■ **SOURCE MATERIAL**:
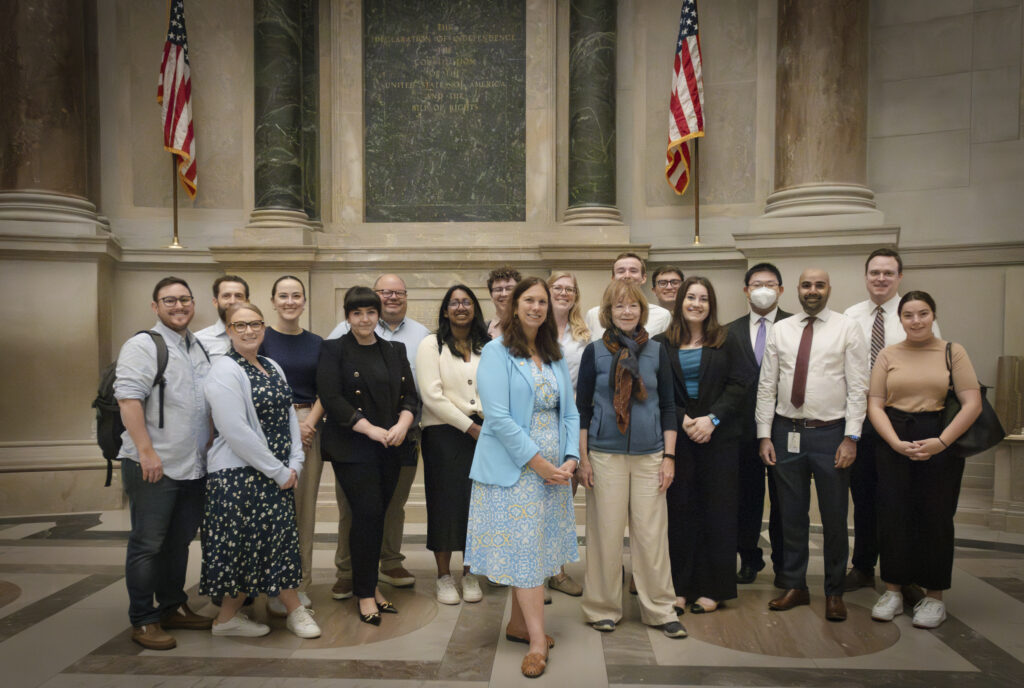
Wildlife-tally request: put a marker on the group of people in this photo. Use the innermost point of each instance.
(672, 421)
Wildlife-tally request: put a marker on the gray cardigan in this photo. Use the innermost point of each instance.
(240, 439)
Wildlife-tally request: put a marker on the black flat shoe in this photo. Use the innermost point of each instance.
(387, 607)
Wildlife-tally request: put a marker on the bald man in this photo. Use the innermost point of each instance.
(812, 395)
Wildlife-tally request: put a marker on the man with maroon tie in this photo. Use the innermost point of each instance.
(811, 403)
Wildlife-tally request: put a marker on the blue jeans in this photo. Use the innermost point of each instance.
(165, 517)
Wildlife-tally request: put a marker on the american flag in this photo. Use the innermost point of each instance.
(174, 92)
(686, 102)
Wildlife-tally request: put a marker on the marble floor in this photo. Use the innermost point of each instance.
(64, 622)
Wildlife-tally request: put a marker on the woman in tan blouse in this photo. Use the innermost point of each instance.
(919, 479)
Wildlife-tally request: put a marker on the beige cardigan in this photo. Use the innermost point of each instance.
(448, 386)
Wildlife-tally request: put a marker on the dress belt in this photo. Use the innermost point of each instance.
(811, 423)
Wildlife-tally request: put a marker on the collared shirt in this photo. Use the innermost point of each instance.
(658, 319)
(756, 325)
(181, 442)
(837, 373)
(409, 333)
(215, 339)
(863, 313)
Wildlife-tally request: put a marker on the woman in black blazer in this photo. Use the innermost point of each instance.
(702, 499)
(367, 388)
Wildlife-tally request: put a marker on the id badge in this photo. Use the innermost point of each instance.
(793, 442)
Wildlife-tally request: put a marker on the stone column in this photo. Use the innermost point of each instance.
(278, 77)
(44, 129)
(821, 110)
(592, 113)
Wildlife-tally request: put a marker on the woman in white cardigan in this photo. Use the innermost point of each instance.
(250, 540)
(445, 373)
--
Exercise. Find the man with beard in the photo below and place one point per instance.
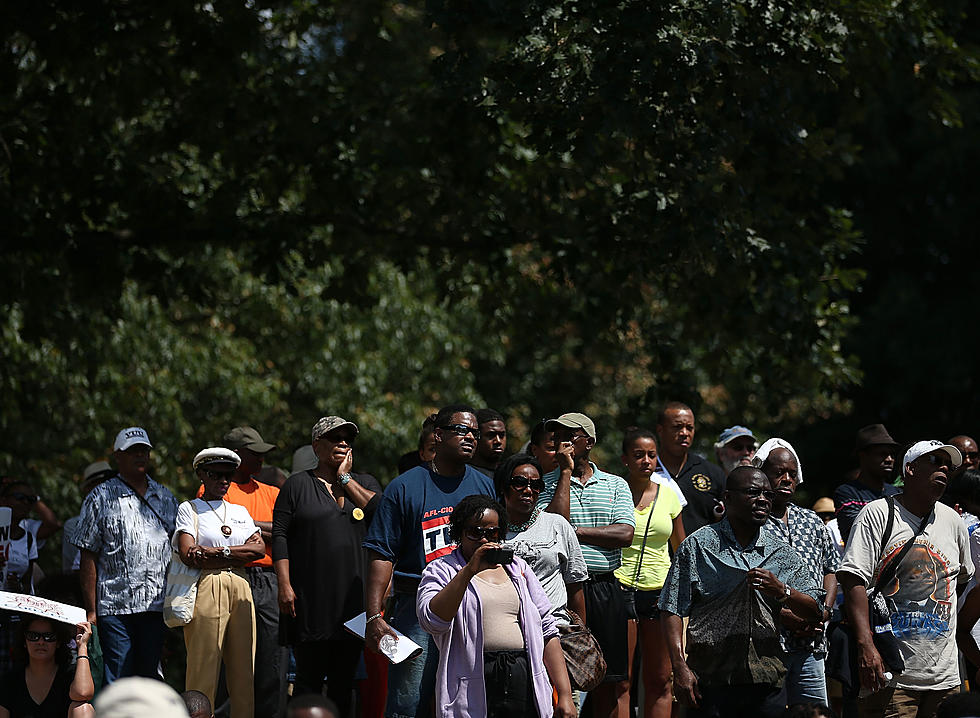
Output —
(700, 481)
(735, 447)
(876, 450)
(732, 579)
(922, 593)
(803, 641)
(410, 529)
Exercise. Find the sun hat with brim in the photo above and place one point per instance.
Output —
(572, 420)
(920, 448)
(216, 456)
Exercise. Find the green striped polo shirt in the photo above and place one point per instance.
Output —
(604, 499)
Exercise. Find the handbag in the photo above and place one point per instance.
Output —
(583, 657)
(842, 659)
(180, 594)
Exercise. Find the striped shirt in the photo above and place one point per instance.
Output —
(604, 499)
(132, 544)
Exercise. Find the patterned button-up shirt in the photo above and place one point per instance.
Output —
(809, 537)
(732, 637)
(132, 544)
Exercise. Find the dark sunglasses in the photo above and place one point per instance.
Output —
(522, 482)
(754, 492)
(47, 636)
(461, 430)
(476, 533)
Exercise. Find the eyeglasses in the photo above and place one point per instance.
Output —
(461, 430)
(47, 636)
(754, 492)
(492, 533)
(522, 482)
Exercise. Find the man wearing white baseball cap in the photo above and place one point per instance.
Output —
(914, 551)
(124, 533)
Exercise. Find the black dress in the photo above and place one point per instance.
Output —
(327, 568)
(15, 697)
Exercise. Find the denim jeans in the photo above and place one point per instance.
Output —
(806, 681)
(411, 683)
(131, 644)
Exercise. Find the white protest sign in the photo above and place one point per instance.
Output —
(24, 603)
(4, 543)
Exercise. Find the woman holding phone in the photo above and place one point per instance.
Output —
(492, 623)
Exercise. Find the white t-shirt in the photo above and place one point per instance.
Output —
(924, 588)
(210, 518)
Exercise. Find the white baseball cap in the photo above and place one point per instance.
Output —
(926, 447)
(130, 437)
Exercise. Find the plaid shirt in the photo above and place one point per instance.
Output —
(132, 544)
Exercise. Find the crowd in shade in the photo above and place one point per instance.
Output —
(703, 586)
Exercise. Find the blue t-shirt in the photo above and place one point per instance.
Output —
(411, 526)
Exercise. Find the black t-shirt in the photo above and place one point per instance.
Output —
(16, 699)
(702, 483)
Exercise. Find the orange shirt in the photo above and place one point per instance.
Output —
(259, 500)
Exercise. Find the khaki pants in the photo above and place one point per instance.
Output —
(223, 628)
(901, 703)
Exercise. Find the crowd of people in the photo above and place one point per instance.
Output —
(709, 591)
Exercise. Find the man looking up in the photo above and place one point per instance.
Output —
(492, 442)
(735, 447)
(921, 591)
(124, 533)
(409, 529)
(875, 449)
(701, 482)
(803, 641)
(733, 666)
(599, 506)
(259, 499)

■ **WRITTEN PROBLEM**: Count how many lines in the rows above contain the string "baseball", with case counting. Give only the number.

■ **RESULT OF THIS EXERCISE**: 2